The task | Display every line of the items below that contains the word "holder", matching its case exactly.

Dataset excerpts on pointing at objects
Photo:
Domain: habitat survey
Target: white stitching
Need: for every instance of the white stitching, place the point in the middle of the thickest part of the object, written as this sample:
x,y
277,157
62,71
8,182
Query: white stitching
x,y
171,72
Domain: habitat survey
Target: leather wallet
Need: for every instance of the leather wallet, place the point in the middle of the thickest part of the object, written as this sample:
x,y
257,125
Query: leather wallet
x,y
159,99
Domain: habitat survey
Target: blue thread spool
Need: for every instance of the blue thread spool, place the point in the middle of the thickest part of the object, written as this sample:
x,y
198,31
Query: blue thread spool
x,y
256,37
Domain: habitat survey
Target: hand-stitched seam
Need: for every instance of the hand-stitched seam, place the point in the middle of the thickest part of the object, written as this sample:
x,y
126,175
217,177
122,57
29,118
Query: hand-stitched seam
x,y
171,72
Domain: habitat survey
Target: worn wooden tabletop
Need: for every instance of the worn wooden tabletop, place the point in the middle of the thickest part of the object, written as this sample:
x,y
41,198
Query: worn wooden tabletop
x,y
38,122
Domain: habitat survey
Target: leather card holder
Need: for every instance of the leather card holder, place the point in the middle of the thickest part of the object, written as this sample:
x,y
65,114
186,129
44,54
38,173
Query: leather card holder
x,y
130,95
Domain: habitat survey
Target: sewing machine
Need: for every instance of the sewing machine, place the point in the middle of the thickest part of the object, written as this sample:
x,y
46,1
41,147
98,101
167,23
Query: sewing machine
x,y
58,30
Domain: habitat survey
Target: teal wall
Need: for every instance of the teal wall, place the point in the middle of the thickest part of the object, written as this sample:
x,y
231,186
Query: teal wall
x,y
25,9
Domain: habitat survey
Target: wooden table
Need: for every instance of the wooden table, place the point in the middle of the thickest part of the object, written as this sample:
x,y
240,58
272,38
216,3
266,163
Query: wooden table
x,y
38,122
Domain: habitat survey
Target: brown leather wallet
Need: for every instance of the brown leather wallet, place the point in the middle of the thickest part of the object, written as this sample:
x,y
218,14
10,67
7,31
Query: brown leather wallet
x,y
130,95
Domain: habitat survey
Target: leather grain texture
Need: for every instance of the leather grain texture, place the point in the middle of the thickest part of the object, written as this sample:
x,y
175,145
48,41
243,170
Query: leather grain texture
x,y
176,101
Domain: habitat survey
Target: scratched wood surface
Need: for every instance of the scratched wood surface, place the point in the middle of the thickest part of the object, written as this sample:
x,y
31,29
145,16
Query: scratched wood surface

--

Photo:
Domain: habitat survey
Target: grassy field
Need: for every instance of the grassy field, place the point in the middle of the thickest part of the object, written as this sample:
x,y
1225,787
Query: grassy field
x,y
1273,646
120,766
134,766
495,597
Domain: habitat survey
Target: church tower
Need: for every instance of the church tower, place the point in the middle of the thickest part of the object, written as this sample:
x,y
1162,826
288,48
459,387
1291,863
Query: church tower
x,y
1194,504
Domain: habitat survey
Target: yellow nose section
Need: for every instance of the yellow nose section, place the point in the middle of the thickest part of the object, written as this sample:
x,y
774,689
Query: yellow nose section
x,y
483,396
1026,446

Expected answer |
Target: leather card holder
Need: for every instance of the leather card holder, place the point in the middle of the thickest part of the object, written as this sample:
Query: leather card holder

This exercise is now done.